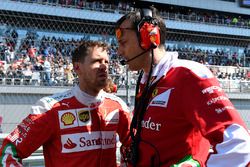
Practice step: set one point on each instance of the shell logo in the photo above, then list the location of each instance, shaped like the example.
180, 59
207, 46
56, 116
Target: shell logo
155, 92
83, 115
68, 118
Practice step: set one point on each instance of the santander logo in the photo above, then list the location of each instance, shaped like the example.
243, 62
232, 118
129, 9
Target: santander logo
69, 144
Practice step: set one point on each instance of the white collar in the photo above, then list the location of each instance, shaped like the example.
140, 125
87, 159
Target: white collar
87, 99
162, 67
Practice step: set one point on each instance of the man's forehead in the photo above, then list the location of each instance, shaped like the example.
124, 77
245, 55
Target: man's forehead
126, 24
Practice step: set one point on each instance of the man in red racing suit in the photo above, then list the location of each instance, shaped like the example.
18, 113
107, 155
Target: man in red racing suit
187, 111
180, 110
75, 128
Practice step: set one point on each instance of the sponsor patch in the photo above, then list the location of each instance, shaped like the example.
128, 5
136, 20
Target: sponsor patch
74, 118
112, 117
78, 142
84, 117
161, 100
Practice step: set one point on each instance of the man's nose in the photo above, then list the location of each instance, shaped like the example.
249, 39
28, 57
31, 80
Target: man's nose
119, 51
104, 66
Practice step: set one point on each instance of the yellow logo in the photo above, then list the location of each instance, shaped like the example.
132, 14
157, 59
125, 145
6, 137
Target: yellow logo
155, 92
83, 115
68, 118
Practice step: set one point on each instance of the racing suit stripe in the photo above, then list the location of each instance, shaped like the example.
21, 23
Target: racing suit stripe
187, 161
234, 152
9, 156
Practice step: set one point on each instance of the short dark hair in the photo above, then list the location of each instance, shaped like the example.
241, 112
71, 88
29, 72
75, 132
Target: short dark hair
83, 49
135, 17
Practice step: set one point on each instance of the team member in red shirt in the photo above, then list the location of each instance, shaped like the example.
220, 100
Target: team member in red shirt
180, 110
77, 127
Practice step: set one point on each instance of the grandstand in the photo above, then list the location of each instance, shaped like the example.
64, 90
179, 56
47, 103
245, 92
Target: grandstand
214, 32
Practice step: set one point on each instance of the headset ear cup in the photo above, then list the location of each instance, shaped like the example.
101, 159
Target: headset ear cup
149, 35
76, 67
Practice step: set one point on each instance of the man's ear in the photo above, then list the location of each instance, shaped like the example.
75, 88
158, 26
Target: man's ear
76, 66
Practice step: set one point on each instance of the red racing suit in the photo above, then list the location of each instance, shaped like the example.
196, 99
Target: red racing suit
75, 129
187, 113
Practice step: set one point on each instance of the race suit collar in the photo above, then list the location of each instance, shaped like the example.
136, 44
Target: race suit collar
162, 67
87, 99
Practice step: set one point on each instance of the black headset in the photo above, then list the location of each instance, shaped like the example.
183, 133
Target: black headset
148, 30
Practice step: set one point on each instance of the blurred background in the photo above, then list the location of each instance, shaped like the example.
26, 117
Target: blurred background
38, 36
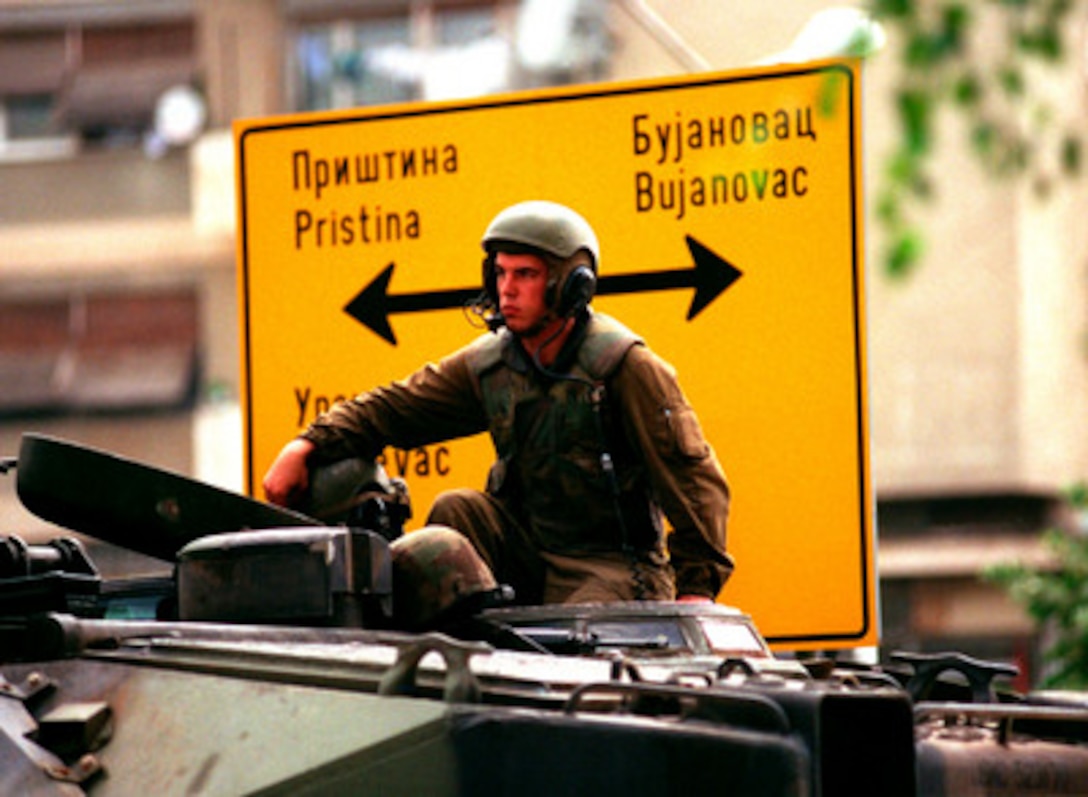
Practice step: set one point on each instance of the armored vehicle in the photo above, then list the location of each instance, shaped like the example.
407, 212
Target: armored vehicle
270, 658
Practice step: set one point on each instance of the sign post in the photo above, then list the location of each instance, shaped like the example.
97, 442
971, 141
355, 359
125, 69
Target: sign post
729, 212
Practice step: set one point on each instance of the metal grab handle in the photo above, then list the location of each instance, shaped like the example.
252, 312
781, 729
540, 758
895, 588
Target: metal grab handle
460, 684
928, 667
715, 705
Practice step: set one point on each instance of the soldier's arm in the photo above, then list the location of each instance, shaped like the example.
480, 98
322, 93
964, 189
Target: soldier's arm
687, 478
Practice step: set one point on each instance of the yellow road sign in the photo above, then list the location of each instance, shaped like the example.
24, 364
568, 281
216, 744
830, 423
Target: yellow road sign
359, 244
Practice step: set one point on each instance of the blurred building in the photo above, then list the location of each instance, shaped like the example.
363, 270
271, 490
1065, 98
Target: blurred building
118, 320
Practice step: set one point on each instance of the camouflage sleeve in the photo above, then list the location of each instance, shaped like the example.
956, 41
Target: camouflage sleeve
684, 473
437, 402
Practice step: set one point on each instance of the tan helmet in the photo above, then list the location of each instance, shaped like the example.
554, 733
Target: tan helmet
434, 570
558, 234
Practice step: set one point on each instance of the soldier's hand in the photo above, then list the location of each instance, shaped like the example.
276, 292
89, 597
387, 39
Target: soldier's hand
288, 477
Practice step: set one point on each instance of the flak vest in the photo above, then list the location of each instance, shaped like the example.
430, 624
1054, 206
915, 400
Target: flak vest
549, 436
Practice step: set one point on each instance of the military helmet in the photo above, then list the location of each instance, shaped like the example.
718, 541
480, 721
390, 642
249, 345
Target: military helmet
561, 236
434, 570
548, 226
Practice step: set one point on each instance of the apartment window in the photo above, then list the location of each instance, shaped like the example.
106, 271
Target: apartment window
443, 49
98, 352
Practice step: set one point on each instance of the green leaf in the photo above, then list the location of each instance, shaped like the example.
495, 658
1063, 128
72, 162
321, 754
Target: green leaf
1071, 154
904, 253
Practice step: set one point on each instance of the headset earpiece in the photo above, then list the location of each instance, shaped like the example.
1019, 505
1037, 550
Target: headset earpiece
577, 291
490, 282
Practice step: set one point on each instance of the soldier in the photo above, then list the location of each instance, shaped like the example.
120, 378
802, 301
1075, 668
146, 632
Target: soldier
594, 437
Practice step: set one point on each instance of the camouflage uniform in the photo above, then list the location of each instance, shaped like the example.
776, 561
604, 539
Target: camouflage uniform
547, 524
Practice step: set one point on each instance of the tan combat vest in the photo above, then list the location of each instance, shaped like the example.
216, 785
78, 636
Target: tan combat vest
549, 436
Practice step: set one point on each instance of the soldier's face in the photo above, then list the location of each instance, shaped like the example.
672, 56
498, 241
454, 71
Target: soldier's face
521, 281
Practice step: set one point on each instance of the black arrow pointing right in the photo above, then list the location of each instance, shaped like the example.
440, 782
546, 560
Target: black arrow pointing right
709, 275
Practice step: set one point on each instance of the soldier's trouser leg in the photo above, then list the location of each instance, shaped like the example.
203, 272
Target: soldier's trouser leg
540, 576
496, 536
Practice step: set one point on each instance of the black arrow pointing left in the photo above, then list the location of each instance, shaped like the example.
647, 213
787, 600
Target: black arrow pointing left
373, 304
709, 275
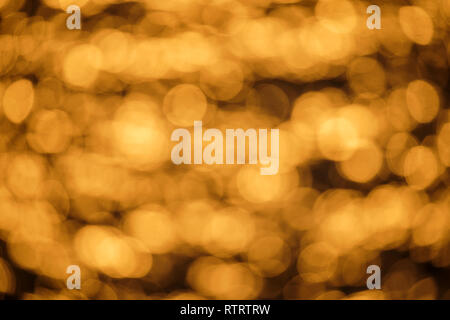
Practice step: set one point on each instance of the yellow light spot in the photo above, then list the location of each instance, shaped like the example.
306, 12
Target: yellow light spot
18, 100
416, 24
423, 101
81, 65
184, 104
421, 167
364, 164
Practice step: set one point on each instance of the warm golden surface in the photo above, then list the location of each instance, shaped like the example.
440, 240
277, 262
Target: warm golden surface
86, 177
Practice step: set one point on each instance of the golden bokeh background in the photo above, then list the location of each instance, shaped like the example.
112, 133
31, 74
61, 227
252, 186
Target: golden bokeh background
86, 177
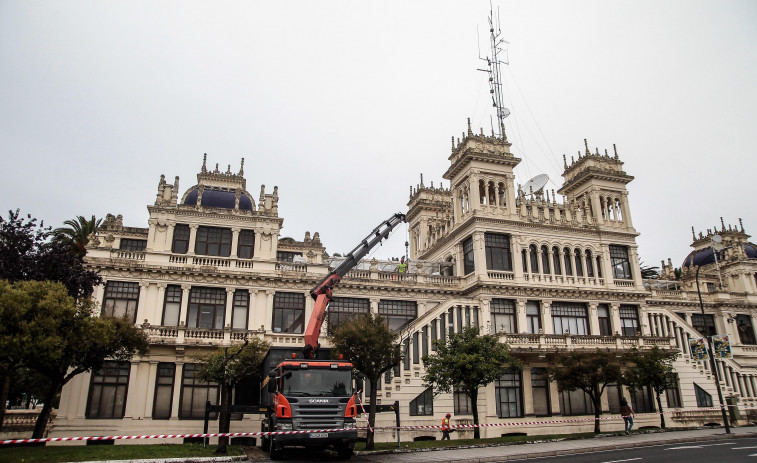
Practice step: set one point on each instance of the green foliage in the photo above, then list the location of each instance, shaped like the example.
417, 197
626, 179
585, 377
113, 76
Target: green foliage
466, 362
368, 343
76, 234
590, 372
651, 368
230, 365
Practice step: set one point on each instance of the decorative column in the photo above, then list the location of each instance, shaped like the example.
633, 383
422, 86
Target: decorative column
192, 239
141, 303
175, 403
521, 319
150, 399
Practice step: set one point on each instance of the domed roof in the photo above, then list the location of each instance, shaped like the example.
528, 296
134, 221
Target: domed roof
218, 197
707, 256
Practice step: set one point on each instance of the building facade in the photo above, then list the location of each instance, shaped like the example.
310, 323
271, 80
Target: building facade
544, 274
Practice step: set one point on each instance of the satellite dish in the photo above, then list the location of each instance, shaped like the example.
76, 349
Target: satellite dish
536, 184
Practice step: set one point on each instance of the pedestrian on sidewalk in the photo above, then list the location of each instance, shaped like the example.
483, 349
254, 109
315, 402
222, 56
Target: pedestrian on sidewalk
627, 413
445, 427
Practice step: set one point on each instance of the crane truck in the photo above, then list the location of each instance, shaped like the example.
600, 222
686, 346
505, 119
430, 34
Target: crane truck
315, 399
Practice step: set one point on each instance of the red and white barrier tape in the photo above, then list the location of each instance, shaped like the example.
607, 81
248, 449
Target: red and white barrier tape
386, 428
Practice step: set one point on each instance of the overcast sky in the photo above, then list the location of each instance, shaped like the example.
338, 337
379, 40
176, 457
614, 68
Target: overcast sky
343, 105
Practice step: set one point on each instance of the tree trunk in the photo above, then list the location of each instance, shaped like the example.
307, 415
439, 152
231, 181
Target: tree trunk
474, 406
662, 415
44, 414
4, 388
369, 437
224, 419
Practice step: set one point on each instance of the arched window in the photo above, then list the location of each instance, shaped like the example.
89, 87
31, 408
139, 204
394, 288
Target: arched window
579, 265
545, 260
556, 260
568, 266
589, 264
534, 259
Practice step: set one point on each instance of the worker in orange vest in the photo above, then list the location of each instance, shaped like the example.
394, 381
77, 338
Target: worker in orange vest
445, 427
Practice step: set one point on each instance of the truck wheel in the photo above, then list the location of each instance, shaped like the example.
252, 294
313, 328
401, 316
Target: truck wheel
276, 451
344, 452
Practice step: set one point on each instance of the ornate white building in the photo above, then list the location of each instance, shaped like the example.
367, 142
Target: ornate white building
545, 275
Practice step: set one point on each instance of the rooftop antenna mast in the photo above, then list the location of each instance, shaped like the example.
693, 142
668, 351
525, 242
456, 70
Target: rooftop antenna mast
498, 57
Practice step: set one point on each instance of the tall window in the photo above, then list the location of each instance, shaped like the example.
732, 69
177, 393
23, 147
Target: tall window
207, 307
343, 309
423, 404
540, 391
704, 399
240, 309
172, 306
128, 244
107, 391
468, 261
603, 314
533, 317
120, 300
570, 318
288, 312
705, 324
503, 316
589, 264
629, 320
673, 394
497, 251
194, 393
533, 258
579, 266
398, 313
246, 246
621, 266
212, 241
544, 260
180, 239
509, 395
575, 403
463, 404
161, 408
745, 329
556, 260
566, 257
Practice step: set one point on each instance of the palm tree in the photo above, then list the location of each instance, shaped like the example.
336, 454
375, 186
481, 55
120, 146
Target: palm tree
76, 234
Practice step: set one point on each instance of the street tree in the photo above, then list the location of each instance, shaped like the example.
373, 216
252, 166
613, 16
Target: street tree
589, 372
73, 340
652, 368
369, 344
227, 367
76, 233
465, 362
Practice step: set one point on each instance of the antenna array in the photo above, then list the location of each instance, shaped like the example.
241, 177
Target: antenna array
493, 61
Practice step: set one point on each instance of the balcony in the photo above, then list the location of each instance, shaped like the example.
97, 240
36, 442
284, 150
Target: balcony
525, 342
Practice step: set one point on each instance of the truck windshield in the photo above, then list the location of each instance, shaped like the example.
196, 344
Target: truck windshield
317, 383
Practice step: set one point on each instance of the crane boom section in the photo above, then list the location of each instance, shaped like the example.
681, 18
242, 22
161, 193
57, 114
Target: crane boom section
322, 292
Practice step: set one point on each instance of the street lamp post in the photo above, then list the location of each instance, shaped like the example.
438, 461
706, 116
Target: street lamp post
712, 356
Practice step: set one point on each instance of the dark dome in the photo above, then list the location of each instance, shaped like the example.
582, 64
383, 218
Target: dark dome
213, 197
707, 256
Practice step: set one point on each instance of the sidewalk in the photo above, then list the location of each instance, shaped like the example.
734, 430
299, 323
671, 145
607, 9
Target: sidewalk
544, 449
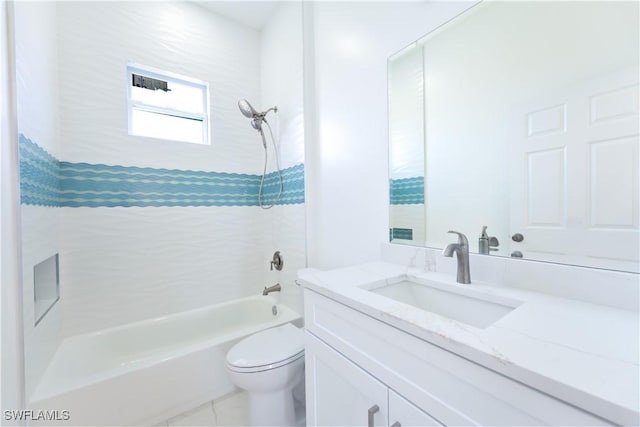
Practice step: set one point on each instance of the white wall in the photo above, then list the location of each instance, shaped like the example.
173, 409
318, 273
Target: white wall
125, 264
37, 107
281, 84
347, 146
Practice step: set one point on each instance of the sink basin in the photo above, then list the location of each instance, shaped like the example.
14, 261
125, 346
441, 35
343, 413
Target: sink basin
464, 305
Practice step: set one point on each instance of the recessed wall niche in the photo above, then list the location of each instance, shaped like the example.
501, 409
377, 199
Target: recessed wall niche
46, 286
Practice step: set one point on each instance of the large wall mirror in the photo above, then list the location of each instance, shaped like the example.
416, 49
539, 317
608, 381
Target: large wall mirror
521, 117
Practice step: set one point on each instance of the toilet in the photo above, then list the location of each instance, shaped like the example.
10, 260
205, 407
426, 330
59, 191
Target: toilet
270, 366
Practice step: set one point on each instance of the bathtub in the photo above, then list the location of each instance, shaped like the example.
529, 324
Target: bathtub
145, 372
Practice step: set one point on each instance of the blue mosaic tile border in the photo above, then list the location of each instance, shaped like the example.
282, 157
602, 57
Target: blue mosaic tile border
45, 181
407, 191
400, 233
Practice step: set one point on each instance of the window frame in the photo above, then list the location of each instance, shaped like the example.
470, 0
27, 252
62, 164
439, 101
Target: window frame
134, 68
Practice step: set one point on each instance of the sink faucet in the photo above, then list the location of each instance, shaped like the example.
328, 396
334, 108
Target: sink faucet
461, 250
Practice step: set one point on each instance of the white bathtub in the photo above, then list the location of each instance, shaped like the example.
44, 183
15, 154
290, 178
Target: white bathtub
145, 372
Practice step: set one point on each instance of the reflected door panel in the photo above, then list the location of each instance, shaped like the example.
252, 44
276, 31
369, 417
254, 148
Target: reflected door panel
575, 184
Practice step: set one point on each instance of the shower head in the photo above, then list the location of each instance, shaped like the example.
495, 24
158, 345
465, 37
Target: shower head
246, 109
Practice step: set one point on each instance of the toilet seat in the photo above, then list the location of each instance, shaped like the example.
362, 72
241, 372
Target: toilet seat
256, 369
266, 350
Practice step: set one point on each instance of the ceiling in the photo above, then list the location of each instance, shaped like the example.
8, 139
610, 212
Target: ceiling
254, 14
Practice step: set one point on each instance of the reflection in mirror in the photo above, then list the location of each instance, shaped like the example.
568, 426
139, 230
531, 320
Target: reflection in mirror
406, 132
530, 125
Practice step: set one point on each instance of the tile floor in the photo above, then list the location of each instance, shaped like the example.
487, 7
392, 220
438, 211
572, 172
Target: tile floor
232, 410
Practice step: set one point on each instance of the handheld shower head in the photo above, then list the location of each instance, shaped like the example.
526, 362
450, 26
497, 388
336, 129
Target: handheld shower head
246, 109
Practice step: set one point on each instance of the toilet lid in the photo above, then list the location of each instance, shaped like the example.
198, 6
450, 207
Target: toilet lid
267, 347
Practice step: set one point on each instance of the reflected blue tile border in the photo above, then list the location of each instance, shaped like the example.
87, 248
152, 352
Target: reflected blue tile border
407, 191
46, 181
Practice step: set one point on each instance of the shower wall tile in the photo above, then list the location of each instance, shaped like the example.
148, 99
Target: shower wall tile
282, 85
98, 39
282, 79
128, 264
409, 217
407, 191
37, 114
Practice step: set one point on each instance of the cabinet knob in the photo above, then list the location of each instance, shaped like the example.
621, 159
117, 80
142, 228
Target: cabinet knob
372, 411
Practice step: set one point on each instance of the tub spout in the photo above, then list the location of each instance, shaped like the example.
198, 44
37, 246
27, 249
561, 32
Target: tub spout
274, 288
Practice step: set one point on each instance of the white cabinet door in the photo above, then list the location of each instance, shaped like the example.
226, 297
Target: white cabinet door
339, 393
403, 413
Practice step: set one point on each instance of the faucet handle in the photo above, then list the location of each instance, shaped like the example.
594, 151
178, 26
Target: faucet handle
462, 239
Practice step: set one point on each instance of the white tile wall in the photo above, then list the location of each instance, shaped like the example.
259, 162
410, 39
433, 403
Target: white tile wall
127, 264
281, 77
96, 40
37, 99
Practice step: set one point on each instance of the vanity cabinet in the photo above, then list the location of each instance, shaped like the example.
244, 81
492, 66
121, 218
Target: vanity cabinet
355, 362
343, 394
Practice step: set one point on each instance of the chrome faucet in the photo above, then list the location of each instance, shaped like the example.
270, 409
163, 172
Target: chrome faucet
274, 288
461, 250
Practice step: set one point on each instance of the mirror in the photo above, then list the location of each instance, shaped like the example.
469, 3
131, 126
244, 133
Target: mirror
522, 117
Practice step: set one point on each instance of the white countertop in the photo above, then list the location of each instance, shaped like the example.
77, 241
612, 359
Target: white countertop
583, 353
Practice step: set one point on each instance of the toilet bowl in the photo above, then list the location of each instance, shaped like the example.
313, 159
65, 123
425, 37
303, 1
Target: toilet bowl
269, 365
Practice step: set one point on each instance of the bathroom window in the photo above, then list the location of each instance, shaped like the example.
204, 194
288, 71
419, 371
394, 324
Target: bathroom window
167, 106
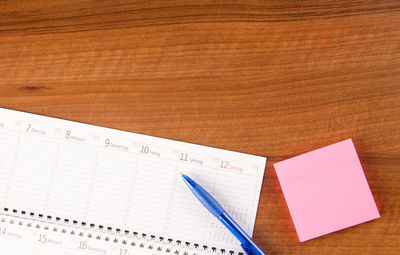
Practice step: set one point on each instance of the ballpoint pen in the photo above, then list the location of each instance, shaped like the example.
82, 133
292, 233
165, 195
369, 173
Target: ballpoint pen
248, 245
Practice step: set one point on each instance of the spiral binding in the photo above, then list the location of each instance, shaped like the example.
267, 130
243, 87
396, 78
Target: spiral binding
141, 239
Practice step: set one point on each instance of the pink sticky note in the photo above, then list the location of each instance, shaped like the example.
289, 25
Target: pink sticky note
326, 190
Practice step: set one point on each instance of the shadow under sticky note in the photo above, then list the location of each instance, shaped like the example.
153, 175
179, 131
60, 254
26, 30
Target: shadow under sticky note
326, 190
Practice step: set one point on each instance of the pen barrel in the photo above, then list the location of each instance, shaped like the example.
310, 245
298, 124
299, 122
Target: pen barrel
208, 201
248, 244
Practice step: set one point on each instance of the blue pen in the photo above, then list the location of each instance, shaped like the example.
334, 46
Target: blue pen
248, 245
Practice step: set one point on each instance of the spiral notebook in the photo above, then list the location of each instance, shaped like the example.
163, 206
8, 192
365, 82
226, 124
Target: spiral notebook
73, 188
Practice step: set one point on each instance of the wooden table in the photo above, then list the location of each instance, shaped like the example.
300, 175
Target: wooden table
271, 78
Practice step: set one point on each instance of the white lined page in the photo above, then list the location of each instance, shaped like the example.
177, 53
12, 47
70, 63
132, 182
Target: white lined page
123, 180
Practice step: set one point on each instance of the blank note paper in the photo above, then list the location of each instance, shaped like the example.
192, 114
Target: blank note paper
326, 190
125, 186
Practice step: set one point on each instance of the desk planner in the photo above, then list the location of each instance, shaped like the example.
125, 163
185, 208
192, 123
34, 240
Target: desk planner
73, 188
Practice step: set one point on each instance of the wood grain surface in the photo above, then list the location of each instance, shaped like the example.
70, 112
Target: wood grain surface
271, 78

* **Do this**
Return the lines above, from the one containing "the blue pen" to the end, exactly as they stand.

* **Written answer**
Practice step: set one point on each instance of the blue pen in the photo above, then list the location of each instance, shaped like the example.
334, 46
Target: blue pen
248, 245
Practice step: set one point on each instance of the spiral notebook in the photo above, then list the location of each instance, shaped like the example.
163, 206
8, 192
365, 82
226, 124
Target: spiral notebook
73, 188
Practice step: set one point on each instance of the wooden table in the photo above, then list the location of each instance, shaped like the example.
300, 175
Target: wooden table
271, 78
Practice step: set one point on each instance of the white lined page in the photo above, then list the location of each instance, shaped like the example.
177, 53
12, 47
70, 63
132, 182
Target: white lined page
123, 180
Practice step: set one point on each instance of the blank note paper in the photo above, then list the location of each instance, shaped like the example.
192, 114
Target: blank note paper
326, 190
125, 186
Practice step: set one point on each instance of the desk planner in the photo above, then list the location of each instance, shaped like the example.
125, 163
185, 208
192, 123
34, 240
Target: desk planner
73, 188
Practice step: set one point on each instance of the wood grain surface in the photo above, then list the location of each instance, shaped like the example.
70, 112
Target: wood grain surface
271, 78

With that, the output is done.